- [CONSIGNE DE TRAVAIL]
Répondez à ces questions sur le texte consacré à l'IA en bibliothèque :
(a) Dans quel domaine étudiaient les personnes qui ont suivi la formation où Stéphanie Pham-Dang a intégré ChatGPT ?
(b) Sur quel modèle CatalogerGPT est-il basé ?
(c) À quelle littérature correspondait l'indice de classification attribué par l'outil à un roman ukrainien ?

- [TEXTE DE LECTURE]
Un allié pédagogique innovant

Pour ce qui est de la formation des usagers, Stéphanie Pham-Dang a expérimenté l'intégration de ChatGPT dans une formation sur la gestion des données de recherche pour des étudiantes et des étudiants en sciences infirmières.

«L'IA a été utilisée pour concevoir un projet de recherche fictif qui a servi de base à des travaux pratiques et les étudiants et étudiantes devaient analyser les réponses de ChatGPT, repérer ses erreurs ou ses omissions, exerçant ainsi leur esprit critique et leur compréhension des enjeux de la gestion des données de recherche», explique Stéphanie Pham-Dang.

Résultat? «Cette approche a permis de rendre la formation plus interactive et engageante, mais il importe de préciser que le succès de telles initiatives repose avant tout sur les compétences pédagogiques des bibliothécaires, la technologie n'étant qu'un outil au service de l'apprentissage», poursuit-elle.

Un catalogueur en herbe à perfectionner

Par ailleurs, les auteures se sont intéressées à l'utilisation des agents conversationnels pour la création de métadonnées, une tâche cruciale mais chronophage pour les bibliothèques. Elles ont ainsi testé CatalogerGPT, un outil basé sur GPT-4 et spécialisé dans la création de notices bibliographiques dans un format propre aux bibliothèques, le MARC 21.

Mais les résultats ont été mitigés.

«CatalogerGPT a démontré sa capacité à produire des notices MARC syntaxiquement correctes à partir d'une simple image de couverture de livre et il a aussi fait preuve d'une certaine connaissance des principes de catalogage en se corrigeant lui-même et en expliquant ses choix», mentionne Teresa Bascik.

«Cependant, l'outil a commis des erreurs significatives, ajoute-t-elle. Par exemple, pour un roman ukrainien, il a attribué un indice de classification correspondant à la littérature russe, révélant des biais potentiels dans ses données d'entraînement. Il a aussi eu tendance à inventer des informations lorsqu'elles n'étaient pas disponibles sur l'image fournie.»

Ainsi, ces outils pourraient devenir des assistants précieux pour l'automatisation du catalogage, mais uniquement sous la supervision étroite du personnel professionnel de l'information qui aura acquis de nouvelles compétences en la matière.

- [MATÉRIEL FOURNI]
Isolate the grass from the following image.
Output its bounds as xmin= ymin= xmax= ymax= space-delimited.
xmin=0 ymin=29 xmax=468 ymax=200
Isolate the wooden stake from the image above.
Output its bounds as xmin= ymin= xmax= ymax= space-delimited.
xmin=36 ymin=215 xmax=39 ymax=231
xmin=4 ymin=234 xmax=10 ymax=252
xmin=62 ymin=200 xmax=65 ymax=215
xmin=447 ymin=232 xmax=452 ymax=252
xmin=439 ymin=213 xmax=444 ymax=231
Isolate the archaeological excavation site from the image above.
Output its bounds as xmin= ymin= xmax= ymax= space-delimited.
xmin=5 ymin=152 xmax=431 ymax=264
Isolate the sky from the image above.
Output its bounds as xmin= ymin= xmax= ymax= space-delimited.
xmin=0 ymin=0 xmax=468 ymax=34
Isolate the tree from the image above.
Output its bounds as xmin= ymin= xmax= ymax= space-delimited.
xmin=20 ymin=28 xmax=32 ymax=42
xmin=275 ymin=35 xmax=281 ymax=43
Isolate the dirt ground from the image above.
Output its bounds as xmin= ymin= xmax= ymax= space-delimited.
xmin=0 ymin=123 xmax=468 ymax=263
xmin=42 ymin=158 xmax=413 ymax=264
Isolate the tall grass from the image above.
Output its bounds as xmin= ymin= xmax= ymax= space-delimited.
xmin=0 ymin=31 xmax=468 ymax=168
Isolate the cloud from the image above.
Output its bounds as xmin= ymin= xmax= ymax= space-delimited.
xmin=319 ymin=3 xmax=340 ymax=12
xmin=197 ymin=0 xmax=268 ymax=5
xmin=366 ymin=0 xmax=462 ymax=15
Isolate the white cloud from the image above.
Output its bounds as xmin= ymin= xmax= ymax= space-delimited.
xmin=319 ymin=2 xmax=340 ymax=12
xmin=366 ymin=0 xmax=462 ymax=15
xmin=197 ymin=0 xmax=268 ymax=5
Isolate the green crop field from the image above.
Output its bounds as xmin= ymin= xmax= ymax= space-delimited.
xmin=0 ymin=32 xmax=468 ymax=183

- [RÉPONSE ATTENDUE]
(a) En sciences infirmières.
(b) Sur GPT-4.
(c) À la littérature russe.